> _WHAT IS REQUIRED_
Copy out every row below, requests included, and scale each coordinate in the answers by 0.7, rounding to the nearest whole number with halves rounded up. Leave the numbers in the requests, including their sample points, unchanged.

[START ROWS]

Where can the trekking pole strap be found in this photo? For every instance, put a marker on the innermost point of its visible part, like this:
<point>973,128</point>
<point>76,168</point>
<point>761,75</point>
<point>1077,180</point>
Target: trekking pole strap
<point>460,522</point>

[END ROWS]

> _IN RESPONSE_
Where can the trekking pole strap be found in this photo? For every instance, put a marker on the innermost point of its visible part, like this:
<point>973,128</point>
<point>76,168</point>
<point>761,75</point>
<point>1077,180</point>
Target: trekking pole strap
<point>322,365</point>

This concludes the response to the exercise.